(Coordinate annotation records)

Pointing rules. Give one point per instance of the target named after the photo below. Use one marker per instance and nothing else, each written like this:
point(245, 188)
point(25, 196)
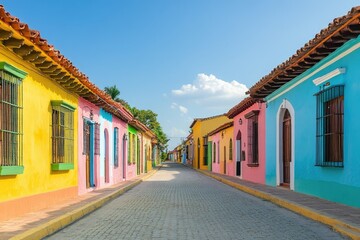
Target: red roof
point(329, 39)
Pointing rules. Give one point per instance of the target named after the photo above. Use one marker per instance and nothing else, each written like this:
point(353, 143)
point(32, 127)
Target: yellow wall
point(38, 91)
point(200, 129)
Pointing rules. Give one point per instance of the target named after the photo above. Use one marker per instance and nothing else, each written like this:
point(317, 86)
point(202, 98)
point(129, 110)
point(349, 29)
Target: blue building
point(312, 123)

Exercise prompt: Please rewrite everything from the start of the listing down to the line containing "point(329, 39)", with requests included and pictures left out. Rescale only the answer coordinates by 2.15, rounding each to a whole number with halves going up, and leave the request text and its format samples as they are.

Reply to the task:
Pointing rules. Give one point per instance of the target named after the photo below. Use one marker per instance and nothing else, each written like this:
point(245, 188)
point(25, 196)
Target: red roof
point(707, 84)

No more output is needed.